- Do this -
Nothing but the lines from the one with "TARGET: concrete ledge" to the final line should be returned, each exactly as it appears.

- Recorded information -

• • • •

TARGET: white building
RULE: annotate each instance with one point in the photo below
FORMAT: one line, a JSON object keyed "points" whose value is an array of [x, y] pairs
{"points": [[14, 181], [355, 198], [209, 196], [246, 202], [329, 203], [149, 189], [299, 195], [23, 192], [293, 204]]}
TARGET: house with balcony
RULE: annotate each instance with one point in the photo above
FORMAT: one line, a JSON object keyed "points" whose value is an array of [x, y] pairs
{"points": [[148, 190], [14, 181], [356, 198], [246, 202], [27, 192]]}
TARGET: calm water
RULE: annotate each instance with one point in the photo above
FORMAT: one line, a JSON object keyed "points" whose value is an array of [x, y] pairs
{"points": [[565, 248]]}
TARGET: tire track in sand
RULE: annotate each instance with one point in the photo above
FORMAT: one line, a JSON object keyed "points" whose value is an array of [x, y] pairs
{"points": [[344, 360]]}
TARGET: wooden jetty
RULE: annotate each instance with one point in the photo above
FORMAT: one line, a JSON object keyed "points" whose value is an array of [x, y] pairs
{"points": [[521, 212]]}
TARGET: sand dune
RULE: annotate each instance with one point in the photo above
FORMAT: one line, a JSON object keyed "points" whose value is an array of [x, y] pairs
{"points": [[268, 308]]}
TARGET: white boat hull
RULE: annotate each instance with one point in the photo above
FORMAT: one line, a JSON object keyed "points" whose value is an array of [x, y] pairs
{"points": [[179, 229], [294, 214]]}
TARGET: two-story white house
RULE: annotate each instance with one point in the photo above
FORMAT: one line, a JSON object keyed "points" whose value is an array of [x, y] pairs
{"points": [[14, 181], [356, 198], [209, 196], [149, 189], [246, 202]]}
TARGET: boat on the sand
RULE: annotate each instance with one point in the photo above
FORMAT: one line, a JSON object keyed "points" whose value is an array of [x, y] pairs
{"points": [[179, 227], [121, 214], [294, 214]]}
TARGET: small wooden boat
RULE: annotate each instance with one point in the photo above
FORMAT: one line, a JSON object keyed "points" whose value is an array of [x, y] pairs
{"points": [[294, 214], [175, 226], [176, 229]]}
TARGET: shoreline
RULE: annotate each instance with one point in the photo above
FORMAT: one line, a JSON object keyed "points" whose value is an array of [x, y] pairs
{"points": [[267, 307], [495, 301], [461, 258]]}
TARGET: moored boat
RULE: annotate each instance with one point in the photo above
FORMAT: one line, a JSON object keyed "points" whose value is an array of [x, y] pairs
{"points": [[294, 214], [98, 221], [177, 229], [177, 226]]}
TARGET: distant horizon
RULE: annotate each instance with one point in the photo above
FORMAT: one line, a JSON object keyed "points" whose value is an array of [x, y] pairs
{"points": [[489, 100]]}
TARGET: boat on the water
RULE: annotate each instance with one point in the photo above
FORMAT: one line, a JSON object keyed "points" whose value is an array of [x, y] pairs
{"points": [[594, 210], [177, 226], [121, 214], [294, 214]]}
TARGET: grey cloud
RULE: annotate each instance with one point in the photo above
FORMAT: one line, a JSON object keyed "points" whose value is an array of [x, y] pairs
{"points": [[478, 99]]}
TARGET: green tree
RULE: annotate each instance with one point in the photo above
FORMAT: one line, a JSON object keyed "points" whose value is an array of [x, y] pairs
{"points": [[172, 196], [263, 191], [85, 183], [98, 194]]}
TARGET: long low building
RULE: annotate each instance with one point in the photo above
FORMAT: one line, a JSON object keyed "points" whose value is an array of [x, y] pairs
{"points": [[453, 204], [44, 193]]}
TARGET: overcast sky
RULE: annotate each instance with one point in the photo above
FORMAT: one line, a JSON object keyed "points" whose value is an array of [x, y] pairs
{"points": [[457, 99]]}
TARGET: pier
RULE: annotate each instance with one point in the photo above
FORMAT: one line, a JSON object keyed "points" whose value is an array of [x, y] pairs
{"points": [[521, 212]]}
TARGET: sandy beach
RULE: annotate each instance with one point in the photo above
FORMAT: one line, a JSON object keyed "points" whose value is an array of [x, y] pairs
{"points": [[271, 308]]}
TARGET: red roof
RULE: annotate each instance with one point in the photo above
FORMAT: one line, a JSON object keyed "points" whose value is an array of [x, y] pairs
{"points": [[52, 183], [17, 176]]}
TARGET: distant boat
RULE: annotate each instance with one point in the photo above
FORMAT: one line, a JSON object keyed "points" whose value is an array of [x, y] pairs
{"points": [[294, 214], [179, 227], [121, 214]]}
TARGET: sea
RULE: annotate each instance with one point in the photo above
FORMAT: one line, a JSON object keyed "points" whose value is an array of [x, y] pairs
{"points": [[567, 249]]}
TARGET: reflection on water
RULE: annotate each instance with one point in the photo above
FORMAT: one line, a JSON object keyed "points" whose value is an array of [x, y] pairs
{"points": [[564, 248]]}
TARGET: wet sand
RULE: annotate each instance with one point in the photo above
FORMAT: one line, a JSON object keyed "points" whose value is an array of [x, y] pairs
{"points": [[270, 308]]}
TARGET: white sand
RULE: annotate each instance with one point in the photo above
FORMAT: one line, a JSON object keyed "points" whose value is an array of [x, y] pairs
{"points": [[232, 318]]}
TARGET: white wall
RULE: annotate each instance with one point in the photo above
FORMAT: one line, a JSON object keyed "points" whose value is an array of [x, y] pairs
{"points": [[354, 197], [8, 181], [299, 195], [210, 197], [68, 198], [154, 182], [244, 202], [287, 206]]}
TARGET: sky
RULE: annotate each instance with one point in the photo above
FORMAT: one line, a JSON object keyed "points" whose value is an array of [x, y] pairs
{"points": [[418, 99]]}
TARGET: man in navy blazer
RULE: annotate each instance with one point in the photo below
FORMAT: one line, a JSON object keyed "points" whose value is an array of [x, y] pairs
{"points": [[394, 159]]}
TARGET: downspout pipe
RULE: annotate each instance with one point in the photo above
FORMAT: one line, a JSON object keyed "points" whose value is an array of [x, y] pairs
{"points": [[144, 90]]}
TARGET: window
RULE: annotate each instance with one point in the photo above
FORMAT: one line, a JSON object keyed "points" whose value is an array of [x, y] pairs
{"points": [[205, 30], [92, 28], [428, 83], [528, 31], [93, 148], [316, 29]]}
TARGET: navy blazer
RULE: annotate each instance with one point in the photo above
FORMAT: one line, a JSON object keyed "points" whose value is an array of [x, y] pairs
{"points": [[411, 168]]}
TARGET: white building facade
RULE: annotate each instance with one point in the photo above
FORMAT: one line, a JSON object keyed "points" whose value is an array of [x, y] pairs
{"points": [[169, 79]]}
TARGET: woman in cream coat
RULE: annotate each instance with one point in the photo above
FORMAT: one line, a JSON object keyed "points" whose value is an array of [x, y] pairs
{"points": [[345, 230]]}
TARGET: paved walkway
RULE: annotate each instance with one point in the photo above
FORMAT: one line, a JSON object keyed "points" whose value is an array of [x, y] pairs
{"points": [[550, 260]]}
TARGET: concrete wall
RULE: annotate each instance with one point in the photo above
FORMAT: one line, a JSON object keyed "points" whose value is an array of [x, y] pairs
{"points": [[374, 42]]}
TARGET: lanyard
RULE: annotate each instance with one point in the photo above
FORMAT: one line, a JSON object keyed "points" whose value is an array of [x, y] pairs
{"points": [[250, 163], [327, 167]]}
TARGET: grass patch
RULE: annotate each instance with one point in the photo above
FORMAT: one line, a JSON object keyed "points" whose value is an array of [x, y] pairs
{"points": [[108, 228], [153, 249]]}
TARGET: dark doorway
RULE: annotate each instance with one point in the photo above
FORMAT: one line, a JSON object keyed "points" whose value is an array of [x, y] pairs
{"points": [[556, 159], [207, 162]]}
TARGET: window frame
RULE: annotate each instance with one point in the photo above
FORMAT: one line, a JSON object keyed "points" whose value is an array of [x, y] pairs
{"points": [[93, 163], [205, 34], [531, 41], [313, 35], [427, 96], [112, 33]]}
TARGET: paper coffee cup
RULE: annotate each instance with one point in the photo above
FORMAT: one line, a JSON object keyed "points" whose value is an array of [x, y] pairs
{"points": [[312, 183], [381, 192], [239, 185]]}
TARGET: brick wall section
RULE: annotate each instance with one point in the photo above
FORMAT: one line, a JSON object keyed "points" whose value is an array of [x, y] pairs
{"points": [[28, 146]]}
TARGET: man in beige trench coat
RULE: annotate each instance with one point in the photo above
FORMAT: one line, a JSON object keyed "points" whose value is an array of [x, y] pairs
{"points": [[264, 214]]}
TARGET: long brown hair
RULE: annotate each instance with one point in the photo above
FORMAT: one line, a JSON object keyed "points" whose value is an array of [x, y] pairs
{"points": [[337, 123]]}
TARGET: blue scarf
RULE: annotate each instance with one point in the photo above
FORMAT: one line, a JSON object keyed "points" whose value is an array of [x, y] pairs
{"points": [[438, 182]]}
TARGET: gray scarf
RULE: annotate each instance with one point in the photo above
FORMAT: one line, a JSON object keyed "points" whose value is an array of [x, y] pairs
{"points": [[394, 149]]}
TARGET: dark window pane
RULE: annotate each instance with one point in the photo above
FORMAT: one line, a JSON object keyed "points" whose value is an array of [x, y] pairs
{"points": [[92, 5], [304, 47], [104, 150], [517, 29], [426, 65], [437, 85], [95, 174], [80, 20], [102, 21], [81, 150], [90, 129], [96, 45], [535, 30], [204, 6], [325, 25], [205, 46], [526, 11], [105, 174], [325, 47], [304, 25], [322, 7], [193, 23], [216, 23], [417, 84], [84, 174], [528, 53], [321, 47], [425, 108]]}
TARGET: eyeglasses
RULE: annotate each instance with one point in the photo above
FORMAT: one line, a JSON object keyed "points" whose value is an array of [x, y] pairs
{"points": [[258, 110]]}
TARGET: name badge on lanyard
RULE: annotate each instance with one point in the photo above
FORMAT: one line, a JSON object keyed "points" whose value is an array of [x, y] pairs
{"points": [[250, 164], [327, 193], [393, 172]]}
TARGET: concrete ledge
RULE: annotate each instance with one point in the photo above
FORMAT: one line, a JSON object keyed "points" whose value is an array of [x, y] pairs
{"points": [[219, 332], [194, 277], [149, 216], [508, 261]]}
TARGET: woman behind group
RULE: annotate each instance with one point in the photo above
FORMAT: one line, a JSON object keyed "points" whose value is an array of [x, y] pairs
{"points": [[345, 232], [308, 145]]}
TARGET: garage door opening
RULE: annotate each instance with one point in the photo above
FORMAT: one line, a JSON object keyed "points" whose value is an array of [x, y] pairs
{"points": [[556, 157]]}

• • • •

- Exercise solution -
TARGET: concrete ledge
RULE: annotate each instance with one point in the photo above
FORMAT: one line, a JSON object keyed "points" whose value is an array of [x, y] pairs
{"points": [[219, 332], [194, 277], [149, 216], [508, 261]]}
TARGET: woman behind group
RULE: annotate each instance with one point in the photo above
FORMAT: one line, a JSON object keyed "points" whose value is an array of [x, y] pairs
{"points": [[345, 232], [308, 145]]}
TARGET: garage door opening
RULE: annotate each instance with one point in the photo above
FORMAT: one line, a JSON object keyed "points" whose value is an array of [x, y] pairs
{"points": [[556, 157]]}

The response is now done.